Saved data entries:
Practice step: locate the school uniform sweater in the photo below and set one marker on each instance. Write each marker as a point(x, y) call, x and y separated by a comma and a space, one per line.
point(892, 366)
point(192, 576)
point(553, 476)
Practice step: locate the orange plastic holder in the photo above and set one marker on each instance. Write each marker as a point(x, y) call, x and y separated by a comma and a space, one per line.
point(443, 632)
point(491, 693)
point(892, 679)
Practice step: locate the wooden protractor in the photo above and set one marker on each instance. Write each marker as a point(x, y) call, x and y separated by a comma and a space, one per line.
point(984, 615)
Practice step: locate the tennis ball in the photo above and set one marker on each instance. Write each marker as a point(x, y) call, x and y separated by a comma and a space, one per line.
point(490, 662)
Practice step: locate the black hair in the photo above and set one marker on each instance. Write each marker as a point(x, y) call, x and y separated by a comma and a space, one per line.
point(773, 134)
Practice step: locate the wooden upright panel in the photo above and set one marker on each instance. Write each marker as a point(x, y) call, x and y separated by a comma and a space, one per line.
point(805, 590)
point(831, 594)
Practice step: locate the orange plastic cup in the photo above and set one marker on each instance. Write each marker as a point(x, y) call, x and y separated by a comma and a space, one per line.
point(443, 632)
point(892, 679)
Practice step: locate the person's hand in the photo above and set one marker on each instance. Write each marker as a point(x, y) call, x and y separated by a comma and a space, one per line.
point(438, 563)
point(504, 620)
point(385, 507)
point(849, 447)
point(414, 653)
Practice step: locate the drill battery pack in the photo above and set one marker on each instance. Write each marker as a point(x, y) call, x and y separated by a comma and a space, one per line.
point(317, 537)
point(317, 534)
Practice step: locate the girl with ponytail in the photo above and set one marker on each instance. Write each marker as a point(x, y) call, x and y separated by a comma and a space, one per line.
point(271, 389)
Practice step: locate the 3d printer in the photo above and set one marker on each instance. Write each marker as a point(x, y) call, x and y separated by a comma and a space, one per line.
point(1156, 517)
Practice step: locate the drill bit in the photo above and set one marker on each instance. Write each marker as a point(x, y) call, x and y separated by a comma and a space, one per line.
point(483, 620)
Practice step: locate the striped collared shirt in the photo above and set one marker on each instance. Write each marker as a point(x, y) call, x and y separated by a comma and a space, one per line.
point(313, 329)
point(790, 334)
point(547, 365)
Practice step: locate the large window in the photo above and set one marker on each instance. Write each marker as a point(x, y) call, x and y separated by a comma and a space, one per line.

◆ ACTIVITY:
Transcribe each entry exactly.

◆ REPLY TO THE EXERCISE:
Practice step: locate the school uniform sweater in the photo below and set one marker on each instance. Write each marker as a point(x, y) call, x and y separated by a comma and a space, one per line.
point(892, 366)
point(192, 576)
point(553, 476)
Practice step: locate the orange plastic holder in the photo above and set one marker on each instance. Write each marker as a point(x, y) call, x and y separated by a comma and a space, one per line.
point(443, 632)
point(491, 693)
point(892, 679)
Practice step: locate the wooden protractor in the photo above and set one marker on each instance. Write each marker as a point(x, y) call, x and y separated by a comma and a space, one per line.
point(984, 615)
Practice step: locate the tennis ball in the photo above and set one marker on each instance. Write each marker as a point(x, y) call, x and y separated by a comma and a space, one per line.
point(490, 662)
Practice step: locate the black hair in the photo above and set one marker on each instance. Write each marker as a point(x, y) call, x and y separated by a comma and a space, one per line.
point(773, 134)
Practice step: locate the wooden upright panel in the photo above and set one marker on each instance. Write each marker as a point(x, y) call, x and y separated by a comma and a space, one per line.
point(805, 590)
point(831, 594)
Practice step: locate the orange plastic cup in the photo above and set one marker on each instance. Write each marker as a point(x, y) call, x and y separated by a comma and a space, one per line.
point(443, 632)
point(892, 679)
Practice step: locate the person's hand in the photo above and set one marker on each instance. Write each marker as a point(x, y) call, x and y separated by a comma and a space, one per line.
point(438, 563)
point(504, 620)
point(385, 507)
point(849, 447)
point(414, 653)
Practice step: locate the drill battery pack in the photo above and set one marker on each instance. Write each marker as a point(x, y) call, x and y separated by a comma and a space, one per line.
point(317, 537)
point(317, 534)
Practice step: locate the girl with ponytail in the photo above and set one marker on each instance. Write each marker as a point(x, y) call, x and y separated by a comma and a space, one per line.
point(271, 389)
Practice step: locate the 3d printer in the photo above and set one marker on each instance. Write each marker as a point(x, y) call, x and y separated by a comma and a space, one per line.
point(1156, 517)
Practice step: locate the drill bit in the photo above and set one marker on each instance. Write each marker as a point(x, y) call, x and y separated by a comma and a space, one per line.
point(483, 620)
Practice step: locate the striped collared shirt in the photo above and set one marker on each instance. Write each marker as a point(x, y) call, x and y separated by a comma and a space, one per line.
point(313, 329)
point(790, 334)
point(547, 365)
Practice step: locate the large window in the photo above and set one marker on each instance. Write each marker as a point(x, y) call, x and y separated by a comma and a space, one per line.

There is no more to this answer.